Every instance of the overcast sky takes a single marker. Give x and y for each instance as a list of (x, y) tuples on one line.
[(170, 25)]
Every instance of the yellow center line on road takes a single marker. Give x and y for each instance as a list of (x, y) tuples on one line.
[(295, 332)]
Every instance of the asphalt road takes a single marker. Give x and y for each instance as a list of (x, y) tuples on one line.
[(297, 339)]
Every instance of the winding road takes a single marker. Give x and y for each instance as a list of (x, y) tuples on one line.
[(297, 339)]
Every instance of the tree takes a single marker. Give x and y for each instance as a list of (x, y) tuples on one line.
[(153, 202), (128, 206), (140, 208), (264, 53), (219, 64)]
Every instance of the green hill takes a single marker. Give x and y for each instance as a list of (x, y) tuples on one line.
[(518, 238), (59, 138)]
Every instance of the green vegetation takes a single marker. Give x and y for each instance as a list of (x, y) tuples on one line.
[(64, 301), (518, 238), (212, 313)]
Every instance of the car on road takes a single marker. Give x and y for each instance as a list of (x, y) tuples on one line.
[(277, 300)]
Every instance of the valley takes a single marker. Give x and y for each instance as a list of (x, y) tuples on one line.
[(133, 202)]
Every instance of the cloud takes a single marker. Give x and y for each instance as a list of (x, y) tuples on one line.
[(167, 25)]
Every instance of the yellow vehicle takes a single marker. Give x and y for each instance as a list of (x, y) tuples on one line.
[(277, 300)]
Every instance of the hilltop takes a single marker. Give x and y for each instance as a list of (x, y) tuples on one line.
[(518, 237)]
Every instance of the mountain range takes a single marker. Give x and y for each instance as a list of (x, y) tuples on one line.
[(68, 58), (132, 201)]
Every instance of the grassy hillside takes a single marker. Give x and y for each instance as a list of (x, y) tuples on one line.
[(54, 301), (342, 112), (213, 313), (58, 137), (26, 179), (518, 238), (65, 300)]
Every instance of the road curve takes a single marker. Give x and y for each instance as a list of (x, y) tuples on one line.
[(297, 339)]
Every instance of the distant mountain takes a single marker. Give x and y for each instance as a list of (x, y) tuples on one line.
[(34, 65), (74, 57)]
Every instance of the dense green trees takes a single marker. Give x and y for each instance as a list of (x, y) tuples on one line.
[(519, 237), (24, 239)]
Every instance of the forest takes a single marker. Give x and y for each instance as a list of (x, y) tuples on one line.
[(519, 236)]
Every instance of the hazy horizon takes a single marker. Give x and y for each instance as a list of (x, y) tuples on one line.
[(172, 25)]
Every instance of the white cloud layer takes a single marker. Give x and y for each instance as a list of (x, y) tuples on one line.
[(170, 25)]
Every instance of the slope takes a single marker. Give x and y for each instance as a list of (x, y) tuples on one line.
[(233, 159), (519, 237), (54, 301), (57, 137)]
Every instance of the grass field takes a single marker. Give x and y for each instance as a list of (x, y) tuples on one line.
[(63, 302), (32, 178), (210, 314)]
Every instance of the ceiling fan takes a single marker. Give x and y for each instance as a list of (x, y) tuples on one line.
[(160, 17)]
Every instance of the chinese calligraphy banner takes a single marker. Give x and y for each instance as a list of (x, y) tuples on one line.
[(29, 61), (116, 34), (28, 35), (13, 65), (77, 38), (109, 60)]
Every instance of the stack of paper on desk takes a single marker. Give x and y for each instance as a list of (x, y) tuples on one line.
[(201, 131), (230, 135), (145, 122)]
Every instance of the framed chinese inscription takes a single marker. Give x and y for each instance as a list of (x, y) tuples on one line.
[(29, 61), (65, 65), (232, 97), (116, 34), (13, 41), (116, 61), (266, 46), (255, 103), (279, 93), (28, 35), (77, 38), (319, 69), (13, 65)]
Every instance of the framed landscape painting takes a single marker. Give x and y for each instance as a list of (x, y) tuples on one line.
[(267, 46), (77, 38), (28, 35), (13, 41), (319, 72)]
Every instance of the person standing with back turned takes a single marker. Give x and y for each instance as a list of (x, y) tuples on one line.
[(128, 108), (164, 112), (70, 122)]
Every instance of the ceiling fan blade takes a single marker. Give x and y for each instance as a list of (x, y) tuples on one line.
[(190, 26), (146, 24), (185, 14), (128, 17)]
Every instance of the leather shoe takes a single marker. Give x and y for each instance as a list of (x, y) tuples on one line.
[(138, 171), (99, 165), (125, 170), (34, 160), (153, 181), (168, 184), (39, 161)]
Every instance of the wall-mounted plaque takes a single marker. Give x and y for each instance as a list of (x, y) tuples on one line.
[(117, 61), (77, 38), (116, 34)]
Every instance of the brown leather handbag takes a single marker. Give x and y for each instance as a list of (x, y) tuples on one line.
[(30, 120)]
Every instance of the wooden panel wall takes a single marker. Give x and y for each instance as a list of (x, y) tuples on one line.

▬▬▬▬▬▬

• _The problem_
Please give all of the entries again, exactly as written.

• _Exercise solution_
Every instance of the overcast sky takes a single marker. Give x and y for each instance as a list of (x, y) tuples on one line.
[(170, 25)]
Every instance of the yellow center line on road takes a single marker. Give x and y for each instance as a list of (x, y) tuples on one line.
[(295, 332)]
Every instance of the asphalt road takes a single marker. Give x and y for each instance as a list of (x, y) tuples on one line.
[(297, 339)]
Every instance of the winding road takes a single marker. Give x and y for each instance as a list of (x, y) tuples on one line.
[(297, 339)]
Every instance of the tree takes a single marker. Give x and y for each instance as a list of (x, y) tuples on one line.
[(153, 202), (128, 206), (140, 208), (264, 53), (219, 64)]
Every instance of the green hill takes a single marker. Give x and y for each instance as a list of (x, y) tuples on one line.
[(518, 238), (59, 138)]
Every instance of the green vegetation takes a single marker. Give x and y for each instance as a list of (x, y) tuples on one line.
[(64, 301), (518, 238), (212, 313)]
Every instance of the car on road takes a single marker. Give x and y for each instance as a list of (x, y) tuples on one line.
[(277, 300)]
Every instance of the valley takes a single marker. Give x and y for each instance as a list of (x, y) tuples on one line.
[(133, 202)]
Every instance of the cloud takes a single marker. Give x and y for each instance as a list of (x, y) tuples on one line.
[(167, 25)]
Every instance of the yellow vehicle takes a single marker. Give x and y for each instance as a list of (x, y) tuples on one line.
[(277, 300)]
Every instance of the hilltop takes a single marker. Give x and y for each instance as a list of (x, y) tuples on one line.
[(518, 237)]
Every instance of the mountain range takes a single marker. Give x and y for each instance as a list of (x, y) tuples on one line.
[(68, 58), (132, 201)]
Every instance of the grassy hillside takes a single marker. Give x and y for each instance as a list of (x, y) tuples on one line.
[(54, 301), (342, 112), (213, 313), (58, 137), (26, 179), (518, 238), (65, 300)]
Every instance of the road curve takes a single marker. Give x and y for each instance as a list of (x, y) tuples on one line.
[(297, 339)]
Every instance of the distant mountain takes a single marker. Give x and y for each instance as a list of (x, y) tuples on one line.
[(34, 65), (74, 57)]
Every instance of the dense green trees takes a single marker. Give x and y for each instance as a list of (x, y) tuples on one line.
[(519, 237), (24, 239)]
Every instance of the forest takes a single marker. Give x and y for each instance as a list of (x, y) tuples on one line.
[(519, 236)]
Every instance of the hazy horizon takes a single marker. Give x and y for each instance as a list of (x, y) tuples on one line.
[(172, 25)]
Every instance of the white cloud layer takes a single marker. Give x and y for each instance as a list of (x, y) tuples on one line.
[(170, 25)]
Every instance of the slope takes a single marker. Give x and y for each instance as a list of (x, y) tuples on one line.
[(233, 159), (519, 237), (54, 301), (57, 137)]
Every instance of the grass field takes a single marker. Give x and y for each instance as a list of (x, y) tuples on one line.
[(63, 302), (32, 178), (210, 314)]
Every instance of the ceiling fan takes a single marker. Give x and y for each instance as a list of (x, y) tuples on one line.
[(160, 17)]
Every instance of the chinese calligraphy banner takes a single marker. Give x and y for each instance as a list of (x, y) tuples on one line.
[(29, 61), (116, 34), (28, 35), (13, 65), (77, 38), (109, 60)]
Every instance of the stack of paper on desk takes a single marker. Give x and y for each instance as a list of (x, y) tuples on one line.
[(201, 131), (230, 135), (145, 122)]
Every instance of the framed chinese inscription takes a single marker. Give x and y for each instance as a list of (x, y) tuples on one line.
[(29, 61), (65, 65), (232, 97), (116, 34), (13, 41), (116, 61), (266, 46), (255, 103), (279, 93), (28, 35), (77, 38), (319, 69), (13, 65)]
Every instance of the framed landscape painting takes a single marker. Give x and y for each instance as a list of (x, y) tuples on one line.
[(267, 46), (77, 38), (28, 35), (13, 41), (319, 72)]
Every instance of the person standing with back turned takes a single marker. Give x and y for each instance as a list of (x, y) tuples on one line.
[(128, 108), (164, 112), (70, 122)]
Every instance of the ceiling fan blade takes a single marker. Give x and y for each instance as a list of (x, y) tuples on one line.
[(190, 26), (146, 24), (185, 14), (128, 17)]
Every instance of the leather shoe takes a single marker. Give x and y for each instance as a list of (x, y) tuples on one line.
[(138, 171), (99, 165), (125, 170), (34, 160), (153, 181), (168, 184), (39, 161)]
Every instance of the wall-mounted plaque takes a single marker. Give x and y for each instance as a list of (x, y) tuples on one line.
[(117, 61), (77, 38), (116, 34)]
Every instance of the brown leather handbag takes a single marker. Give x and y for each instance as a list of (x, y) tuples on one line.
[(30, 120)]
Every instance of the wooden panel wall takes a single marker. Give x and y for each instance as a list of (x, y) tuples on one line.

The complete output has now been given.